>> start Records for the task
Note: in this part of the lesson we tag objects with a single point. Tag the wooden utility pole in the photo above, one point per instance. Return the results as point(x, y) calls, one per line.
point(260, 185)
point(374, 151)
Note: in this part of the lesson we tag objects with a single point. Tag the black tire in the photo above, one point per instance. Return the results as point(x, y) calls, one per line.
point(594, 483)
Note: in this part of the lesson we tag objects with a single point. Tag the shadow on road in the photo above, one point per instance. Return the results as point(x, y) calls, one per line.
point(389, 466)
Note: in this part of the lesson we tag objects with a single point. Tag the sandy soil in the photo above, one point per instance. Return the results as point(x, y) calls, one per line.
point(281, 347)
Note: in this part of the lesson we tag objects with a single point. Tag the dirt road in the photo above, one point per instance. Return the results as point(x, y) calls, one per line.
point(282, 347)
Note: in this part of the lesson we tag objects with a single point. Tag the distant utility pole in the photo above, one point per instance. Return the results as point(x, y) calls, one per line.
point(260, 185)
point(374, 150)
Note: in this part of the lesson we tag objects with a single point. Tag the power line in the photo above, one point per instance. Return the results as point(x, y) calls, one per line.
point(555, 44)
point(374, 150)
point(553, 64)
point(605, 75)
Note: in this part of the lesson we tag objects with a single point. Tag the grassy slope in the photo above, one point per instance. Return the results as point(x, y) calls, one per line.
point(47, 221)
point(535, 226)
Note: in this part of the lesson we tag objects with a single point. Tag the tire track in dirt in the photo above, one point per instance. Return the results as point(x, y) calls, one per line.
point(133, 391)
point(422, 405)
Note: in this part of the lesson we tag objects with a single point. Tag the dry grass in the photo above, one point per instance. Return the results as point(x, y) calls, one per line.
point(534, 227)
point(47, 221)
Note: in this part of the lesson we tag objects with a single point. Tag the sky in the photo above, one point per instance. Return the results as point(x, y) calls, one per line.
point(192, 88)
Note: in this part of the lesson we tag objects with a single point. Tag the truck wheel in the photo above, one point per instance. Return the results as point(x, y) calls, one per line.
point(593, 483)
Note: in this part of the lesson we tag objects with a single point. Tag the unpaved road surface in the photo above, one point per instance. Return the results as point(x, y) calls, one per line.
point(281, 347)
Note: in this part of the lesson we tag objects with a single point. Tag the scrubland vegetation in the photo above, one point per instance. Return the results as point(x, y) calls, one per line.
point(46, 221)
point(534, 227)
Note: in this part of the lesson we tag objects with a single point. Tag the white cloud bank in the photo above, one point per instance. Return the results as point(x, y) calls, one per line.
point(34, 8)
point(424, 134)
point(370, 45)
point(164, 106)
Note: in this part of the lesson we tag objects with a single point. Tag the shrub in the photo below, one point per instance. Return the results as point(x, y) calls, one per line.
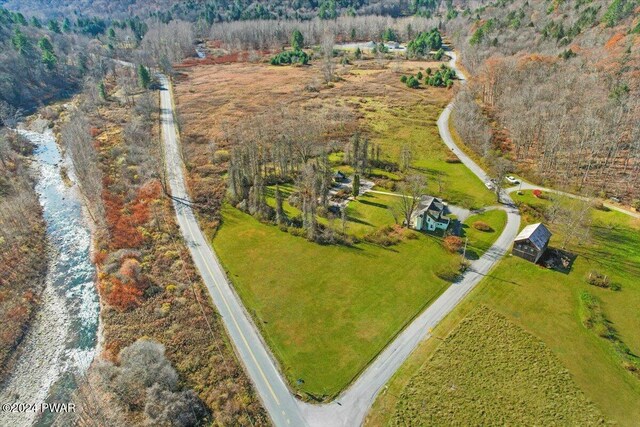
>> end Records for the task
**Goal**
Repeat exactly the lines above, from the line containing "Tag the power" through the last line of the records, inclusive; omit any pictures.

**Final result**
Note: in this part of the lesson we tag objects with a single point. Tag the power line in the photo above, one point per instance. Return the results as point(x, y) calls, one per line.
point(555, 44)
point(374, 150)
point(553, 64)
point(605, 75)
Note: in this part of the lesson we tag objects with a single point. Tag the grassy slope in the photo above, one point per instance. Return the results as point(x, y) calls, one per line.
point(47, 221)
point(535, 226)
Note: in this part of the lesson we tag objects with a single point. Tag the tire track in dirt in the photo above, one point per instance. Return the results as point(x, y) calls, one per line.
point(133, 391)
point(422, 405)
Note: in this part of the lesson we tag objects with a single point. Tag the dry grass in the photo above, one point per instance. Return the results as point(x, y) calls, one per line.
point(534, 227)
point(47, 221)
Note: in this part of the lesson we tag objects with a single point. Tag the sky in the photo above, one point per instance. Return the results as point(x, y) calls, one per line.
point(192, 88)
Note: in this part of the lesson we tag objects with a single point. Tag the truck wheel in the photo above, one point per instance. Return the results as point(x, y) calls, one per line.
point(593, 483)
Note: in this part of the lesson we tag objects with a single point. Tag the unpaved road surface in the photo above, one point per instance. Return the results as point(x, y) calls, one per line.
point(281, 347)
Note: in this part of the lesson we tag objects with a single point. Tag the scrubland vegetation in the photo above, one point per instance. Return the results as point(x, y) calls, one per line.
point(46, 221)
point(534, 227)
Note: in this part of the lesson we tag objects with a single point. Tag the white cloud bank in the photo above, one point per instance. Return the results as point(x, y) calls, one per line.
point(34, 8)
point(424, 134)
point(370, 45)
point(164, 106)
Note: in this part of the lesson we tag objects with a single point. Tag the shrub in the photo below, one point per instance. Return the results as point(x, y) calls, one per line.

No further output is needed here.